Records from a data collection
· · · ·

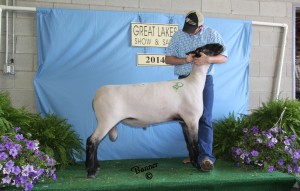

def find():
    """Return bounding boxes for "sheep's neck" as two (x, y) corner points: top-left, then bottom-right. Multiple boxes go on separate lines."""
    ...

(187, 64), (210, 82)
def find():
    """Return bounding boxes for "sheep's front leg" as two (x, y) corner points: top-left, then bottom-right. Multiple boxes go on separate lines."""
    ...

(187, 121), (200, 169)
(180, 122), (194, 165)
(190, 131), (200, 169)
(180, 122), (199, 169)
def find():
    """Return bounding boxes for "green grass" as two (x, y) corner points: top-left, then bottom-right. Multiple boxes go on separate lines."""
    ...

(21, 158), (296, 191)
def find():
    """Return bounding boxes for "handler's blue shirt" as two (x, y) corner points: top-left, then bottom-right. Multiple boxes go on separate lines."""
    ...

(166, 26), (227, 76)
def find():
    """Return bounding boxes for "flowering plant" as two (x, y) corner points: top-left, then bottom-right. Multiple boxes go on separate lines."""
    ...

(0, 127), (56, 191)
(232, 108), (300, 174)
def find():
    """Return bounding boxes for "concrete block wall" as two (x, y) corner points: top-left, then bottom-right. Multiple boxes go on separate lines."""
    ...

(0, 0), (297, 113)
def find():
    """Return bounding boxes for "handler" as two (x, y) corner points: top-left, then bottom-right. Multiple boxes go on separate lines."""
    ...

(165, 10), (227, 172)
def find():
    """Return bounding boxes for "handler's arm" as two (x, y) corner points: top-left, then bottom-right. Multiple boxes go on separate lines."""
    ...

(165, 54), (194, 66)
(193, 53), (227, 65)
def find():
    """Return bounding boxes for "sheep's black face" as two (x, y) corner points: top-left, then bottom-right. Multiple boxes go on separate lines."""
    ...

(186, 43), (224, 58)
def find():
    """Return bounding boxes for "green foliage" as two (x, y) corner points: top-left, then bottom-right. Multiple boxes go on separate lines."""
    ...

(0, 91), (14, 133)
(213, 98), (300, 172)
(23, 114), (84, 167)
(0, 108), (12, 134)
(213, 113), (247, 161)
(249, 99), (300, 142)
(0, 91), (37, 134)
(0, 91), (84, 167)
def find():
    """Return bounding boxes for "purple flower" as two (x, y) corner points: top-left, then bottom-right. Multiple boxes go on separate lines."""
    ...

(9, 147), (18, 158)
(46, 157), (55, 166)
(245, 157), (251, 164)
(0, 128), (60, 190)
(293, 151), (300, 160)
(251, 150), (259, 157)
(6, 160), (14, 169)
(5, 141), (14, 149)
(284, 139), (291, 146)
(267, 137), (278, 148)
(14, 127), (21, 132)
(1, 176), (12, 184)
(265, 132), (272, 139)
(3, 136), (9, 141)
(52, 174), (57, 181)
(0, 144), (5, 151)
(244, 152), (250, 157)
(288, 148), (293, 155)
(22, 164), (35, 177)
(29, 171), (36, 179)
(24, 182), (33, 191)
(26, 141), (35, 150)
(14, 144), (22, 151)
(291, 135), (296, 141)
(278, 159), (284, 166)
(294, 166), (300, 173)
(233, 148), (242, 155)
(12, 166), (21, 175)
(37, 169), (44, 177)
(251, 126), (259, 135)
(16, 176), (27, 184)
(0, 152), (8, 161)
(268, 166), (274, 172)
(15, 133), (24, 141)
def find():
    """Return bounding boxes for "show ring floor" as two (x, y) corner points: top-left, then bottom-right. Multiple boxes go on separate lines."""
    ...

(27, 158), (297, 191)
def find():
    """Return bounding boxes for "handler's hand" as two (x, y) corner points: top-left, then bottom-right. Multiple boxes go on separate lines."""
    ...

(193, 52), (210, 65)
(186, 53), (194, 63)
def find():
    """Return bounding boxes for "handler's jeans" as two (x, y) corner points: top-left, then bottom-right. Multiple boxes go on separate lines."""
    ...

(179, 75), (216, 164)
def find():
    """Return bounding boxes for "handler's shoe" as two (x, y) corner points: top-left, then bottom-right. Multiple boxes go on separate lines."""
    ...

(200, 159), (214, 172)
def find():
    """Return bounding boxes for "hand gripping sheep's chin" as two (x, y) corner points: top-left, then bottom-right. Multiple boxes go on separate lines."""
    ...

(85, 43), (224, 178)
(186, 43), (224, 57)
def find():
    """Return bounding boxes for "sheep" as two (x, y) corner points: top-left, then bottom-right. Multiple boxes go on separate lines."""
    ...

(85, 43), (224, 178)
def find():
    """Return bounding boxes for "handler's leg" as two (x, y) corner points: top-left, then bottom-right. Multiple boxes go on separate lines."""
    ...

(198, 75), (215, 172)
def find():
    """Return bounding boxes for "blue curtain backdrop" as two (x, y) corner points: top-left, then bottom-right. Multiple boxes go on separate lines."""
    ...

(35, 8), (252, 160)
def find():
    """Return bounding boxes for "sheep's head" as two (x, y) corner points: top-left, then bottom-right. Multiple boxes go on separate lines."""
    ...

(186, 43), (224, 58)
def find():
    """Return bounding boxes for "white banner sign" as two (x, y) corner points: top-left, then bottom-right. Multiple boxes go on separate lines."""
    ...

(131, 23), (178, 47)
(137, 54), (169, 66)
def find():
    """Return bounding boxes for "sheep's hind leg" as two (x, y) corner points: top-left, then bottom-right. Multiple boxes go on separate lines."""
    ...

(86, 118), (120, 178)
(86, 135), (99, 178)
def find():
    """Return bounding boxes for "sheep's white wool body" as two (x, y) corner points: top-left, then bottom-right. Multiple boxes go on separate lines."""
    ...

(92, 63), (210, 142)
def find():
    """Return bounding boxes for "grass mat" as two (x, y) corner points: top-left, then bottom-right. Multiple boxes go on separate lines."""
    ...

(5, 158), (296, 191)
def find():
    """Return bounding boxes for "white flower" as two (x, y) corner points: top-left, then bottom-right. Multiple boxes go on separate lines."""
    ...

(271, 137), (278, 144)
(257, 138), (262, 143)
(240, 153), (245, 160)
(34, 140), (40, 150)
(270, 127), (279, 133)
(3, 167), (11, 175)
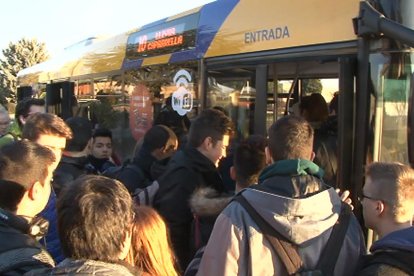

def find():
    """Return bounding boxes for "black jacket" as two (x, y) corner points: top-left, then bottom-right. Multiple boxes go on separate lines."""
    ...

(153, 147), (225, 271)
(0, 212), (54, 275)
(53, 155), (88, 196)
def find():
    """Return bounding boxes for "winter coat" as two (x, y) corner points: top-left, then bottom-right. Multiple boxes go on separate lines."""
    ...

(0, 212), (54, 275)
(84, 155), (115, 175)
(114, 147), (156, 193)
(25, 258), (138, 275)
(355, 227), (414, 275)
(153, 147), (225, 271)
(197, 159), (365, 276)
(39, 190), (64, 263)
(190, 187), (232, 248)
(53, 155), (88, 196)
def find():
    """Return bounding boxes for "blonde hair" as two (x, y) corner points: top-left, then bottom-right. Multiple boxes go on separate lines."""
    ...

(366, 162), (414, 223)
(126, 206), (178, 276)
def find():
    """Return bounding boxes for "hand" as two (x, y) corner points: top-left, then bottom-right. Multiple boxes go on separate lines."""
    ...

(336, 189), (354, 210)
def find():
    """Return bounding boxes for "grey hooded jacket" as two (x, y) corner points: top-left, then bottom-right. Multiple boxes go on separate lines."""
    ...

(197, 160), (365, 276)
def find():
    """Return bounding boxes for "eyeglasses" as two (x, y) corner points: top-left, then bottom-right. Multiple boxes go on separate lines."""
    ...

(358, 193), (381, 203)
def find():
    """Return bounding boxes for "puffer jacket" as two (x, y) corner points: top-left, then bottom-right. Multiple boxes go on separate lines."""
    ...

(190, 187), (232, 248)
(197, 159), (365, 276)
(0, 212), (54, 275)
(25, 258), (138, 275)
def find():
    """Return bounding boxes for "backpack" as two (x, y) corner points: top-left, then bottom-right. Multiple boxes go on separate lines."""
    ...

(103, 160), (149, 193)
(133, 180), (160, 206)
(233, 193), (351, 276)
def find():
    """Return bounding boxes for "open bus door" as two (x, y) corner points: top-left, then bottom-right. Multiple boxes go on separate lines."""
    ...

(354, 0), (414, 249)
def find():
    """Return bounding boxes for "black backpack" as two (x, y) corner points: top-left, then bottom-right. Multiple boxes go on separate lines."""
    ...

(233, 193), (351, 276)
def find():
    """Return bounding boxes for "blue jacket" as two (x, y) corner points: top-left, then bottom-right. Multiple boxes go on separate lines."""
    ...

(356, 227), (414, 275)
(39, 190), (65, 263)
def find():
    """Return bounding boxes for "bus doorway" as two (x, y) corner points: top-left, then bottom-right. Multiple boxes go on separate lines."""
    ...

(205, 56), (357, 190)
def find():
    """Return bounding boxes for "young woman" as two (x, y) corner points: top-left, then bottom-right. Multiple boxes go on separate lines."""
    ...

· · · ·

→ **Prompt**
From the entries above, pull out each line that includes "grass".

→ **Answer space**
    """Return bounding boxes for "green grass" as two (x, y) corner points: top-left, then bottom-right. Multiple boxes go on separate lines."""
    """Return bounding boxes for "grass mat" as two (x, y) corner points: top-left, then bottom-right. Multiple boxes go on separate lines."""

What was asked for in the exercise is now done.